> [What you need to do]: Copy the following items verbatim, line for line.

> [Stored rows]:
----------
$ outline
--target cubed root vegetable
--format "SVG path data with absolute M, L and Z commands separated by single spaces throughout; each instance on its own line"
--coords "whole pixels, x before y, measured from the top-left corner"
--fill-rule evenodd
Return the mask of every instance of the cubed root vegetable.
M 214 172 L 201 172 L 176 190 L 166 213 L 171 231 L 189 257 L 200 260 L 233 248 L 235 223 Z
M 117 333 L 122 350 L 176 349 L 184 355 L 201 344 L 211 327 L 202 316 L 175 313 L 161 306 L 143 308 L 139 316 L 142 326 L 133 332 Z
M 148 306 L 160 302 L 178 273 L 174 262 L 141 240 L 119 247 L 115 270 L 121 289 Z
----------
> [Solved problem]:
$ outline
--target cubed root vegetable
--format "SVG path data with absolute M, L and Z commands separated by single spaces throughout; each instance on its own line"
--coords "whole pixels, x before y, measured from the top-left corner"
--fill-rule evenodd
Return the mask of every instance of the cubed root vegetable.
M 214 172 L 201 172 L 176 190 L 166 213 L 171 231 L 189 257 L 200 260 L 233 248 L 235 223 Z
M 117 333 L 122 350 L 176 349 L 184 355 L 201 344 L 211 327 L 202 316 L 175 313 L 161 306 L 143 308 L 139 316 L 142 326 L 133 332 Z
M 148 306 L 160 302 L 178 273 L 174 262 L 141 240 L 119 247 L 115 270 L 121 289 Z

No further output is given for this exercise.